» MATERIAL TO PROCESS
....
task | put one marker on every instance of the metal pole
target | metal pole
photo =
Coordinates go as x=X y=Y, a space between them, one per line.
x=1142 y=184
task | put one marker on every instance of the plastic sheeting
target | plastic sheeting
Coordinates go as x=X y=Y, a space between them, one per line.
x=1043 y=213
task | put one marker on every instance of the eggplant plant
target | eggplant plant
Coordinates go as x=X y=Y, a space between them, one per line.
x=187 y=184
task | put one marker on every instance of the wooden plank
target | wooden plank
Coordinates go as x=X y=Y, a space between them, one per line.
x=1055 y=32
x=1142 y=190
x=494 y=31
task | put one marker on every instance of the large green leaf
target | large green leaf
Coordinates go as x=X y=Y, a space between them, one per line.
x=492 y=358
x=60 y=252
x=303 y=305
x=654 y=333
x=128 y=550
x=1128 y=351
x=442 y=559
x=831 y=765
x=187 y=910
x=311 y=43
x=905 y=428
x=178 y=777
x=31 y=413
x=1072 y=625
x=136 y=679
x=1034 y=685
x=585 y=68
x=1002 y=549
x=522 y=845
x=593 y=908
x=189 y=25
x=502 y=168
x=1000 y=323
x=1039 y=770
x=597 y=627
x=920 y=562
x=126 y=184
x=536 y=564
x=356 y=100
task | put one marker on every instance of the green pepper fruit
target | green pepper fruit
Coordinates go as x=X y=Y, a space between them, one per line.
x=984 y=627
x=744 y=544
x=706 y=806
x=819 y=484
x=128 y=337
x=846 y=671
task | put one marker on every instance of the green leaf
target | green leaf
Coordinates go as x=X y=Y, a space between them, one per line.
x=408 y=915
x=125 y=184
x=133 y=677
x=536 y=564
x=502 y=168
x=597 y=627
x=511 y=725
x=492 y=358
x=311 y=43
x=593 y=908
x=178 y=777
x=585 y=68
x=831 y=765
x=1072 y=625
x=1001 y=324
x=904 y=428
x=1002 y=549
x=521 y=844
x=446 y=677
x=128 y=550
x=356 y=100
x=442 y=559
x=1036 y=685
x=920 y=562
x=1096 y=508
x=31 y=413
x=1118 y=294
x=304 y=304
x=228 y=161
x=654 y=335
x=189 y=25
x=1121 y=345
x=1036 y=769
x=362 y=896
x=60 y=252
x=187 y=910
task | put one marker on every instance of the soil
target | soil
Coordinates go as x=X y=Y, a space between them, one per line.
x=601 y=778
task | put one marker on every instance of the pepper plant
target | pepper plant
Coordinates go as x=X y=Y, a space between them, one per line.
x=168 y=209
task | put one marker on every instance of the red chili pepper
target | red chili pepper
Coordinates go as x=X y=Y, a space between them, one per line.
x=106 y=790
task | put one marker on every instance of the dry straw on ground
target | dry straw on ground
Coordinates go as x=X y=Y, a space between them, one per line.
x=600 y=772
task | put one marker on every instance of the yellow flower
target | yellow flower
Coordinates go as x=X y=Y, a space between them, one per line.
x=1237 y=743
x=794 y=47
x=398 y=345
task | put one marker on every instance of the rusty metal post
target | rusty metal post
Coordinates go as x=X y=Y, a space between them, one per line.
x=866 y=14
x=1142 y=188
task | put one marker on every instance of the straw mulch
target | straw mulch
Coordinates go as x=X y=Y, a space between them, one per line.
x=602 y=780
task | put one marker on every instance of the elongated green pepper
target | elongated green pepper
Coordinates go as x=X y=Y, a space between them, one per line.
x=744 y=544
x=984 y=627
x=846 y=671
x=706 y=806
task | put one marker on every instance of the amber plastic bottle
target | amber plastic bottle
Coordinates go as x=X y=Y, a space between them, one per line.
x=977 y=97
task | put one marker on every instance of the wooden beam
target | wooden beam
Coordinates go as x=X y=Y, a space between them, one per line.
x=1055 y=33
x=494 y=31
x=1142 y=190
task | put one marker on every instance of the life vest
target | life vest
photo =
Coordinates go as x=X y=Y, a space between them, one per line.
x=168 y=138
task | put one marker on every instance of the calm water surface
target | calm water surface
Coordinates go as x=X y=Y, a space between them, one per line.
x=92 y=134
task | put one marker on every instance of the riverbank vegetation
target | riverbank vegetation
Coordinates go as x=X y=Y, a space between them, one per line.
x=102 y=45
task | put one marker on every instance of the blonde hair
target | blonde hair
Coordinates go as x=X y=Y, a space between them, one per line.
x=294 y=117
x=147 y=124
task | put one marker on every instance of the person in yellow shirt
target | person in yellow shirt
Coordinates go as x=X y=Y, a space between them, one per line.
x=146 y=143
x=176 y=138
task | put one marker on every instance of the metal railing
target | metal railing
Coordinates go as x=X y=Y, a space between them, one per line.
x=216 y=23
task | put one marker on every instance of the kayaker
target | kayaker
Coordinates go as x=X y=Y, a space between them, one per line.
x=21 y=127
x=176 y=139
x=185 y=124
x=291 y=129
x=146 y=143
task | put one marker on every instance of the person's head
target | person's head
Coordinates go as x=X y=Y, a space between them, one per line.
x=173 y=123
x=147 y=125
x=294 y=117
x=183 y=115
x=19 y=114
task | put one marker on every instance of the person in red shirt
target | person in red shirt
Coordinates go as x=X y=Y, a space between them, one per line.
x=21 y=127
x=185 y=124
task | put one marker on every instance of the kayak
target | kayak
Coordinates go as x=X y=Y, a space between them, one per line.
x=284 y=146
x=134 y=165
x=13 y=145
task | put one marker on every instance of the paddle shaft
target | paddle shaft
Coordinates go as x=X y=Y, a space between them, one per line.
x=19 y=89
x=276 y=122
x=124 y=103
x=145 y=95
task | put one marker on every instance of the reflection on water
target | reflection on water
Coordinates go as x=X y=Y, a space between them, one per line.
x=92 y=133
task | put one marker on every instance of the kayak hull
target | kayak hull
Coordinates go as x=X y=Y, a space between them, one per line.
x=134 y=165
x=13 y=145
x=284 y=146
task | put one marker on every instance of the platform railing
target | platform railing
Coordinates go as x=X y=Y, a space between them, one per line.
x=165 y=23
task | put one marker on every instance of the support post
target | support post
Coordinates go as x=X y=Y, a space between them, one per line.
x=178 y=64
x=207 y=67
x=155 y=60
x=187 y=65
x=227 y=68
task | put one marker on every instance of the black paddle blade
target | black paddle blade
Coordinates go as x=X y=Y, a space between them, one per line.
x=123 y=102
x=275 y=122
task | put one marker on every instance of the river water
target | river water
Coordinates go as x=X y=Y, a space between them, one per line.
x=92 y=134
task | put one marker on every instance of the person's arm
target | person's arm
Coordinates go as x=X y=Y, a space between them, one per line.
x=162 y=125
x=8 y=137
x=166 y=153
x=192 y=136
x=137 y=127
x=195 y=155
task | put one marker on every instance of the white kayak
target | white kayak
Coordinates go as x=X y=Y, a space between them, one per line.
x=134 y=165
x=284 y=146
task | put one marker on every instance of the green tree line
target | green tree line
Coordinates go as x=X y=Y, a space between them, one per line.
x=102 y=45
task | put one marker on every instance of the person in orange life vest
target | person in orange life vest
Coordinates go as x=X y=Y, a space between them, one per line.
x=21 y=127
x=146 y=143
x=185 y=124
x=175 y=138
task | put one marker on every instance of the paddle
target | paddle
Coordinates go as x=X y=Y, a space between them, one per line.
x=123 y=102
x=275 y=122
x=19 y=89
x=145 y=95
....
Print all of the entries above again, character for character and in their original order.

» RESPONSE TO THE TASK
task | put one marker on every instance of the metal pole
target | metal pole
photo =
Coordinates go as x=X y=Y, a space between them, one per line.
x=1142 y=184
task | put one marker on every instance of the plastic sheeting
target | plastic sheeting
Coordinates go as x=X y=Y, a space between them, one per line.
x=1043 y=213
task | put one marker on every instance of the eggplant plant
target | eggplant plant
Coordinates go as x=X y=Y, a space between them, one per line.
x=187 y=184
task | put one marker on every instance of the wooden plank
target | wooden plank
Coordinates go as x=X y=Y, a space between them, one per line.
x=1055 y=32
x=1142 y=190
x=494 y=31
task | put one marker on every instance of the large green leaf
target | large green leaf
Coordinates go as x=X y=Y, a space between them, one per line.
x=492 y=358
x=60 y=252
x=303 y=305
x=654 y=333
x=128 y=550
x=1128 y=351
x=442 y=559
x=831 y=765
x=187 y=910
x=311 y=43
x=905 y=428
x=178 y=777
x=31 y=413
x=1072 y=625
x=136 y=679
x=1034 y=685
x=585 y=68
x=1002 y=549
x=522 y=845
x=593 y=908
x=189 y=25
x=502 y=168
x=1000 y=323
x=1039 y=770
x=597 y=627
x=920 y=562
x=126 y=184
x=536 y=564
x=356 y=100
task | put one marker on every instance of the green pepper fruit
target | green pepper fruit
Coordinates go as x=X y=Y, a space between them, one per line.
x=984 y=627
x=744 y=544
x=706 y=806
x=819 y=484
x=128 y=337
x=846 y=671
task | put one marker on every instance of the green leaf
target | green leaf
Coordinates go as x=X y=Y, a space between them, one per line.
x=408 y=915
x=125 y=184
x=133 y=677
x=536 y=564
x=502 y=168
x=597 y=627
x=511 y=725
x=492 y=358
x=311 y=43
x=593 y=908
x=178 y=777
x=585 y=68
x=831 y=765
x=1072 y=625
x=1001 y=324
x=904 y=428
x=1002 y=549
x=521 y=844
x=446 y=677
x=128 y=550
x=356 y=100
x=442 y=559
x=1036 y=685
x=920 y=562
x=1096 y=508
x=31 y=413
x=1118 y=294
x=304 y=304
x=228 y=161
x=654 y=335
x=189 y=25
x=1121 y=345
x=1036 y=769
x=362 y=896
x=60 y=252
x=187 y=910
task | put one marker on every instance of the soil
target | soil
Coordinates go as x=X y=Y, a space between them, one per line.
x=601 y=778
task | put one marker on every instance of the pepper plant
target | pepper plant
Coordinates go as x=X y=Y, a space between them, one per line.
x=168 y=209
task | put one marker on every instance of the red chili pepper
target | red chili pepper
Coordinates go as x=X y=Y, a space between them, one per line.
x=106 y=790
task | put one marker on every instance of the dry straw on ground
target | dry straw on ground
Coordinates go as x=X y=Y, a space between them, one per line.
x=600 y=772
task | put one marker on every instance of the yellow flower
target | yellow flower
Coordinates go as x=X y=Y, a space between them, one per line.
x=1237 y=743
x=794 y=47
x=398 y=345
task | put one marker on every instance of the rusty metal post
target | rusty metal post
Coordinates go as x=X y=Y, a space between them, one per line.
x=866 y=14
x=1142 y=188
task | put one marker on every instance of the straw mulch
target | straw mulch
Coordinates go as x=X y=Y, a space between them, one per line.
x=602 y=780
task | put one marker on every instance of the elongated green pepper
target | elongated green pepper
Coordinates go as x=X y=Y, a space between them, one per line.
x=744 y=544
x=984 y=627
x=846 y=671
x=706 y=806
task | put one marker on every instance of the amber plastic bottle
target | amber plastic bottle
Coordinates go as x=X y=Y, a space between them, one per line.
x=977 y=97
task | put one marker on every instance of the wooden beam
target | wooden beam
Coordinates go as x=X y=Y, a space between them, one per line.
x=1055 y=33
x=494 y=31
x=1142 y=190
task | put one marker on every instance of the life vest
target | life vest
photo =
Coordinates go as x=X y=Y, a space between them, one per line.
x=168 y=138
task | put one marker on every instance of the calm water surface
target | calm water surface
Coordinates go as x=X y=Y, a space between them, one per line.
x=92 y=134
task | put one marker on every instance of the riverbank vegetation
target | riverbank vegetation
Coordinates go as x=X y=Y, a space between them, one per line.
x=102 y=45
task | put one marker on every instance of the blonde hair
target | blonde hair
Coordinates go as x=X y=Y, a space between them, one per line.
x=294 y=117
x=147 y=124
task | put one marker on every instance of the person in yellow shirt
target | person in yellow shirt
Coordinates go as x=X y=Y, a space between them, one per line.
x=146 y=143
x=176 y=138
task | put one marker on every instance of the metal railing
target | metal railing
Coordinates go as x=X y=Y, a space between them, one per line.
x=216 y=23
task | put one marker on every instance of the kayaker
target | kayaker
Coordinates go as x=X y=Y, a space between them, one per line.
x=21 y=127
x=176 y=139
x=185 y=124
x=291 y=129
x=146 y=143
task | put one marker on every instance of the person's head
target | person's head
Coordinates go as x=X y=Y, a space between them, one per line.
x=173 y=123
x=147 y=125
x=294 y=117
x=183 y=115
x=19 y=114
task | put one marker on every instance of the person in red shirt
target | person in red shirt
Coordinates go as x=X y=Y, a space between them, one per line.
x=21 y=127
x=185 y=124
task | put one marker on every instance of the kayak
target | kayak
Coordinates go as x=X y=Y, a space between them, one per line.
x=284 y=146
x=134 y=165
x=13 y=145
task | put one marker on every instance of the paddle shaft
target | paddle shaft
Coordinates go as x=X y=Y, a space between them, one per line.
x=19 y=89
x=276 y=122
x=124 y=103
x=145 y=95
task | put one marker on every instance of the reflection on water
target | reflection on water
Coordinates go as x=X y=Y, a space between them, one per line.
x=92 y=133
task | put one marker on every instance of the kayak hull
target | kayak hull
Coordinates go as x=X y=Y, a space between them, one per line.
x=134 y=165
x=13 y=145
x=284 y=146
task | put one marker on every instance of the platform railing
target | platform railing
Coordinates go as x=X y=Y, a space between them, one per line.
x=165 y=23
task | put one marker on every instance of the support post
target | support post
Coordinates go as x=X y=Y, a space between them, one per line.
x=178 y=64
x=207 y=67
x=155 y=60
x=187 y=65
x=227 y=68
task | put one marker on every instance of the black paddle blade
target | black paddle blade
Coordinates go as x=X y=Y, a space between them, one per line.
x=123 y=102
x=275 y=122
task | put one marker on every instance of the river water
target | river water
Coordinates go as x=X y=Y, a space between them, one per line.
x=92 y=134
task | put one marker on every instance of the person's arm
target | person's arm
Coordinates go as x=X y=Y, a space between them, one per line.
x=162 y=125
x=8 y=137
x=166 y=153
x=192 y=136
x=137 y=127
x=195 y=155
task | put one marker on every instance of the white kayak
target | white kayak
Coordinates go as x=X y=Y, a space between them, one per line.
x=134 y=165
x=284 y=146
task | put one marker on every instance of the green tree line
target | green tree line
Coordinates go as x=X y=Y, a space between them, one per line.
x=102 y=45
task | put one marker on every instance of the person in orange life vest
target | person in orange life vest
Coordinates go as x=X y=Y, a space between them, one per line.
x=21 y=127
x=146 y=143
x=185 y=124
x=175 y=138
task | put one marker on every instance of the paddle
target | paddle
Coordinates go as x=X y=Y, a space between them, one per line.
x=123 y=102
x=275 y=122
x=19 y=89
x=145 y=95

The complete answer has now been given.